_Problem_
Each line of the records that includes "below" should be found and copied.

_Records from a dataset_
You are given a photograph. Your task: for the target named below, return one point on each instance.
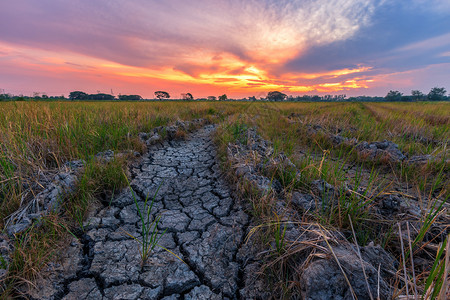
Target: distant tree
(77, 95)
(276, 96)
(417, 95)
(437, 94)
(5, 97)
(162, 95)
(100, 96)
(187, 96)
(130, 97)
(393, 96)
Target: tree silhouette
(162, 95)
(437, 94)
(417, 95)
(78, 95)
(276, 96)
(393, 96)
(187, 96)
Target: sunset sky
(210, 47)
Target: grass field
(39, 137)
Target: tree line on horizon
(435, 94)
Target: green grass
(42, 136)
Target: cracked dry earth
(205, 227)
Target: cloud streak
(294, 46)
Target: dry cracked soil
(205, 226)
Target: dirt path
(205, 227)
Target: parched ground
(205, 226)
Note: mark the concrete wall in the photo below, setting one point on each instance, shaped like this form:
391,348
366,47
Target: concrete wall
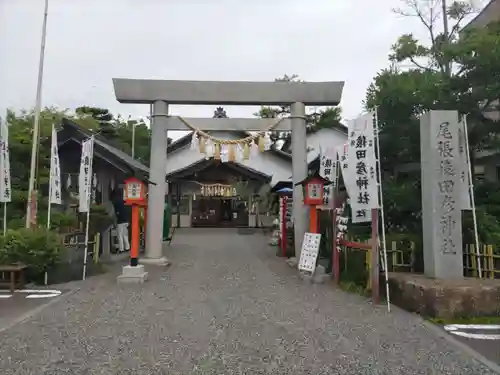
265,162
322,139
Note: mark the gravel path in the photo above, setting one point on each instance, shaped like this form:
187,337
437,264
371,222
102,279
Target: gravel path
227,305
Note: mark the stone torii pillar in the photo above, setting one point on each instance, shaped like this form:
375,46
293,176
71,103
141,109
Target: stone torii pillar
162,93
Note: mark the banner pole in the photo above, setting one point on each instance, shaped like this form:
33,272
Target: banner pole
88,190
382,219
472,200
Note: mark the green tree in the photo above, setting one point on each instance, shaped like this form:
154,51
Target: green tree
20,136
456,70
315,120
20,139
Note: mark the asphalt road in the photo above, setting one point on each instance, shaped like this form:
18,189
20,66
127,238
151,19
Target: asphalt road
484,339
13,307
227,305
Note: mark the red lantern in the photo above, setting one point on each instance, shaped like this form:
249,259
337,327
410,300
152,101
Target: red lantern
313,196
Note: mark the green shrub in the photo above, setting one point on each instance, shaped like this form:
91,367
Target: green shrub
39,249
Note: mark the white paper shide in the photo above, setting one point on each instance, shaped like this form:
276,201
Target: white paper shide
5,186
309,252
362,168
55,171
85,177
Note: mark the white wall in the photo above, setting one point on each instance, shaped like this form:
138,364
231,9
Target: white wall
277,168
267,163
324,138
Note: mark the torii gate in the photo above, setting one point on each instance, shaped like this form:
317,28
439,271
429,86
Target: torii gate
161,93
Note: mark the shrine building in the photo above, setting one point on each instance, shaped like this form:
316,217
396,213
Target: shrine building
208,192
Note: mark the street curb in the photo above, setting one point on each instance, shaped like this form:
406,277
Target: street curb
37,310
474,354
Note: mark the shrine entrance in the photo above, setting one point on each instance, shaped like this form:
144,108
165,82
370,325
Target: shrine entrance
220,212
162,93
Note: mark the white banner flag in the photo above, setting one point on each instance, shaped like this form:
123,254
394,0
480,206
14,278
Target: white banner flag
5,188
85,177
465,198
55,171
363,168
344,167
328,170
328,164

_Answer space_
You are given a photograph. Your task: for the target named below, return one point on each instance.
Note: mark the concrete wall in the photo below, setting one point on each instance, shaped like this form:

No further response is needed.